### INSTRUCTIONS FOR THE TASK
Answer these questions from the conference program entry below:
(a) In which room is the poster session held?
(b) By what three measures was model performance assessed?
(c) Which model performed best when the models were stressed to subtle difference?

#### EXCERPTED TEXT

Online Program

Return to main conference page
Friday, February 21
Fri, Feb 21, 5:15 PM - 6:30 PM
Regency EF
Poster Session 2 and Refreshments

Evaluation of Multivariate Classification Models for Analyzing NMR Metabolomics Data (304064)

*Thao T. Vu, University of Nebraska - Lincoln 

Keywords: metabolomics, multivariate, classification models, NMR

Analytical techniques (e.g. NMR and MS) can generate large metabolomics data sets containing thousands of spectral features derived from numerous biological observations. Multivariate data analysis is routinely used to uncover the underlying biological information contained within these large data sets by classifying the observations into groups (e.g., control versus treated) and identifying associated discriminating features. There are a variety of classification models to select from, such as partial least squares [PLS], orthogonal partial least squares [OPLS]) and machine learning algorithms (e.g., support vector machines or random forests). However, it is unclear which classification model, if any, is an optimal choice. Herein, we present a comprehensive evaluation of five common classification models routinely employed in the metabolomics field, based on simulated and experimental NMR data sets with various levels of group separation. Model performance was assessed by prediction accuracy rate, area under ROC curves, and the identification of true discriminating features. When models were stressed to subtle difference, OPLS emerged as best-performing model.

########
#### ENTRIES PROVIDED

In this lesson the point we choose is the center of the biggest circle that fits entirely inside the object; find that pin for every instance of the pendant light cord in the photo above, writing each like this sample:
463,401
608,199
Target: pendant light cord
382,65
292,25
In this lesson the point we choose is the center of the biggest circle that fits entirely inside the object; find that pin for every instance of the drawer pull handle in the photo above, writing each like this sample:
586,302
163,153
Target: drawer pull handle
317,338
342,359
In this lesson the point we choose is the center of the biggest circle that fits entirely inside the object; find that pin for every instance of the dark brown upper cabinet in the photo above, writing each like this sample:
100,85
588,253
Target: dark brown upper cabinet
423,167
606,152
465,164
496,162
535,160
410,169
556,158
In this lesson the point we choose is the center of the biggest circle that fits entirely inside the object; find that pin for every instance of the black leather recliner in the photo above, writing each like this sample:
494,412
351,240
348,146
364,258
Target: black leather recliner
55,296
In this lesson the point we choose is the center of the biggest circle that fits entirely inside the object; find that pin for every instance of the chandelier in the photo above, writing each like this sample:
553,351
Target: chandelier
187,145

########

### RESULT
(a) Regency EF
(b) Prediction accuracy rate, area under ROC curves, and the identification of true discriminating features
(c) OPLS (orthogonal partial least squares)